* [Aufgabe 1]
Schreibe aus dem Textauszug die Stelle von „Du regst dich über Rüstungsmangel auf, und“ bis einschließlich „es nicht glauben..“ wortgetreu ab.

* [Textauszug]
Das will ich gerade herausfinden. Daher lautet meine Frage immer noch: Gibt es wenigsten im Add-On noch ein paar nette Rüstungen für einen Bogenbenutzer? Ich kann diese Wandererkluft nicht mehr sehen.


----------



## aut-taker (23. November 2011)

Du regst dich über Rüstungsmangel auf, und sagst gleichzeitig, dass du gewisse Sachen nicht anziehen willst, weil sie schlecht ausschauen?..
Du meckerst über das Crafting, obwohl es das genau tut was es verspricht (zerlegen und neu erstellen)?
Abgesehen davon, dass es keinen Waldläufer gibt, und auch keine Waldläuferskills gibt (höchstens Fernkampf-Skills - definiere doch mal Waldläufer..)
ist es müßig, sich darüber bei Two Worlds aufzuregen - es ist nunmal kein Elder Scrolls o.ä. 

Probier doch mal Oblivion aus oder Skyrim, Risen & Co - da macht das schon mehr Spaß. 
Außerdem ist der größte Schwachpunkt für mich ganz eindeutig das unglaublich schlechte Ende von TW2, ich konnte es nicht glauben..

TL,DR: Spiel ein anderes Game wenn dir das nicht gefällt


----------



## Gajeza (6. Dezember 2011)

aut-taker schrieb:


> Du regst dich über Rüstungsmangel auf,


Stimmt nicht. Ich rege mich über Rüstungsmangel für auf den Bogeneinsatz ausgelegt Charaktere auf


> und sagst gleichzeitig, dass du gewisse Sachen nicht anziehen willst, weil sie schlecht ausschauen?..

* [Aufgabe 2]
Ermittle, in wie vielen Zeilen der Einträge die Zeichenfolge „sign“ vorkommt, und gib nur diese Zahl an.

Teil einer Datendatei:
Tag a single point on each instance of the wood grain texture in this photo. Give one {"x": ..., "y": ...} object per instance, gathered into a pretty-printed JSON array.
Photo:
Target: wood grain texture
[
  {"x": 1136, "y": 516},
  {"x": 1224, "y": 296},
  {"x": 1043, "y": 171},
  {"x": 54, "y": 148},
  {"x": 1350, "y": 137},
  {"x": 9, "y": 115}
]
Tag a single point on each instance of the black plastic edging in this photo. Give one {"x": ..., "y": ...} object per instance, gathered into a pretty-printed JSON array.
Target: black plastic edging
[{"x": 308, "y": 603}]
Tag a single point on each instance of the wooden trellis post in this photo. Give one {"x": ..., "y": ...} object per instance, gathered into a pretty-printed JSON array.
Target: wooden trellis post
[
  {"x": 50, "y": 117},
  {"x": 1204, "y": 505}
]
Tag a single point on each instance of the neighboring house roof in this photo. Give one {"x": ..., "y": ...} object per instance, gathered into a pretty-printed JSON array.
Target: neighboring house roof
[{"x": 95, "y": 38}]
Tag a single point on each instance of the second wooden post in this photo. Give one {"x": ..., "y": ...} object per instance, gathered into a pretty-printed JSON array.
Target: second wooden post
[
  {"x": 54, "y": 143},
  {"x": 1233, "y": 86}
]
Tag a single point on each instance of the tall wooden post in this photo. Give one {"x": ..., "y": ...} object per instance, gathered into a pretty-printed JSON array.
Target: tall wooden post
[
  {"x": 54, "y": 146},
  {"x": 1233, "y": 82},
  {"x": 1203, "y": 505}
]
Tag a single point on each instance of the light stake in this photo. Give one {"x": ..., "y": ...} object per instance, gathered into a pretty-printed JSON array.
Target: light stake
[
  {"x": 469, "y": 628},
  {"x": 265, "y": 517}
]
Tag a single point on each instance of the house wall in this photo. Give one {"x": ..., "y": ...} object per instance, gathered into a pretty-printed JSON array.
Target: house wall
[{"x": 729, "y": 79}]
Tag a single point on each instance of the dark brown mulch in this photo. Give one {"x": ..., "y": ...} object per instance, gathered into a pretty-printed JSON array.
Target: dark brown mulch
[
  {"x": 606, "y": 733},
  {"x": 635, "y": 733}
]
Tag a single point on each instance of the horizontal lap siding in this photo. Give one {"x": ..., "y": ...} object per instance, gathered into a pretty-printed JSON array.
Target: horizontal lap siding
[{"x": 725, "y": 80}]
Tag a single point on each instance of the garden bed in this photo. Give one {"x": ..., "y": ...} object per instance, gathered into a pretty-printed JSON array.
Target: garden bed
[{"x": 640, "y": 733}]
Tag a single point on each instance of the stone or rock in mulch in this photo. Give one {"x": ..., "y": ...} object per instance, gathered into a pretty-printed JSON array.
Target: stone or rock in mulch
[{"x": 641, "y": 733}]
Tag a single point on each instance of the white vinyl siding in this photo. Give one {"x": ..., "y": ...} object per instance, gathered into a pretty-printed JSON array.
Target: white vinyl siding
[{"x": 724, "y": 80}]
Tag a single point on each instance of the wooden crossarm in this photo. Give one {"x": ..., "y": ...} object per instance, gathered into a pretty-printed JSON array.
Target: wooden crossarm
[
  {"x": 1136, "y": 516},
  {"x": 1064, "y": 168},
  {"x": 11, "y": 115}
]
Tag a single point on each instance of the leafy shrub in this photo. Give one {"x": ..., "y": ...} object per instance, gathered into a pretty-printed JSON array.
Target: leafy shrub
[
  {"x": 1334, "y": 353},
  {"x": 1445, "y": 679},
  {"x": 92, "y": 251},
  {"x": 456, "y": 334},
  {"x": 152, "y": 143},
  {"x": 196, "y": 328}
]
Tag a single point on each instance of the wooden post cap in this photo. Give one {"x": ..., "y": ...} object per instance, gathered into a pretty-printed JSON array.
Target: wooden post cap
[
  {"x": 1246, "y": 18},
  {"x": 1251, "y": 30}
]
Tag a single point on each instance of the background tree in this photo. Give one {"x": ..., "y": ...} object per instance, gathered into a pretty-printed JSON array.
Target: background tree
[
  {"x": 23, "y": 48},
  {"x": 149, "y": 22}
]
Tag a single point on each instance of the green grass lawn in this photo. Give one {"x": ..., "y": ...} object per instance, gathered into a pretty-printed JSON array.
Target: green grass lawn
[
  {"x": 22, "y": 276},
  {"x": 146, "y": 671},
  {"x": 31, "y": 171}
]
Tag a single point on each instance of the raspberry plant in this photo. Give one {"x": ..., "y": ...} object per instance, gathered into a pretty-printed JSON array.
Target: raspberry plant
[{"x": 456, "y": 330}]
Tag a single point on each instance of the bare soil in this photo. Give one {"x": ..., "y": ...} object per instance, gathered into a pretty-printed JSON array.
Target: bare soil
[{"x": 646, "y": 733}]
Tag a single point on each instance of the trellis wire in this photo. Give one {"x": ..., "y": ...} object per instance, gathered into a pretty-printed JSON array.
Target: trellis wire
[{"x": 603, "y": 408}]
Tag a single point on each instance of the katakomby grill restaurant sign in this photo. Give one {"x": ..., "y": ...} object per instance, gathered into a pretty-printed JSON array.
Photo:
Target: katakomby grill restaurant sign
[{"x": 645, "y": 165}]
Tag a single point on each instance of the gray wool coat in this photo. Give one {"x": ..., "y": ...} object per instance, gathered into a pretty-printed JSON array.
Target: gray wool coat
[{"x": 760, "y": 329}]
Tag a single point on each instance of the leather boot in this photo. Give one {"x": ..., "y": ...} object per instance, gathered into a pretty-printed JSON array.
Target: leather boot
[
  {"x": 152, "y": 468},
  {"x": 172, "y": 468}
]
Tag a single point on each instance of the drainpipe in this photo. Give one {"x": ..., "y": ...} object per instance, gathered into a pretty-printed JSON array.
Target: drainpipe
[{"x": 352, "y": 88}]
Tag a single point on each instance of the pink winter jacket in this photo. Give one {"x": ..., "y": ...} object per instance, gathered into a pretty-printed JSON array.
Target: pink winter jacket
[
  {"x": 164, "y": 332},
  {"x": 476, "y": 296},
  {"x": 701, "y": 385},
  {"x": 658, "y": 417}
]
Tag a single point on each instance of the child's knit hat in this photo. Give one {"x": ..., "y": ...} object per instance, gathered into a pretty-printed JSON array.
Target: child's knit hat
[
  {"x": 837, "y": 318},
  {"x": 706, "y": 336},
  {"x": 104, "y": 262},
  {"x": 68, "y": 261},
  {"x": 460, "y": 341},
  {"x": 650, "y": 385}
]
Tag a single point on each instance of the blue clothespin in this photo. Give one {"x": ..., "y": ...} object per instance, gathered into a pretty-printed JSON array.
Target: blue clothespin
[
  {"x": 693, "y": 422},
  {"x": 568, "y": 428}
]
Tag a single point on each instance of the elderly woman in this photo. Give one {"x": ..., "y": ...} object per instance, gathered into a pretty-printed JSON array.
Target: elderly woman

* [Lösung 1]
Du regst dich über Rüstungsmangel auf, und sagst gleichzeitig, dass du gewisse Sachen nicht anziehen willst, weil sie schlecht ausschauen?..
Du meckerst über das Crafting, obwohl es das genau tut was es verspricht (zerlegen und neu erstellen)?
Abgesehen davon, dass es keinen Waldläufer gibt, und auch keine Waldläuferskills gibt (höchstens Fernkampf-Skills - definiere doch mal Waldläufer..)
ist es müßig, sich darüber bei Two Worlds aufzuregen - es ist nunmal kein Elder Scrolls o.ä. 

Probier doch mal Oblivion aus oder Skyrim, Risen & Co - da macht das schon mehr Spaß. 
Außerdem ist der größte Schwachpunkt für mich ganz eindeutig das unglaublich schlechte Ende von TW2, ich konnte es nicht glauben..

* [Lösung 2]
2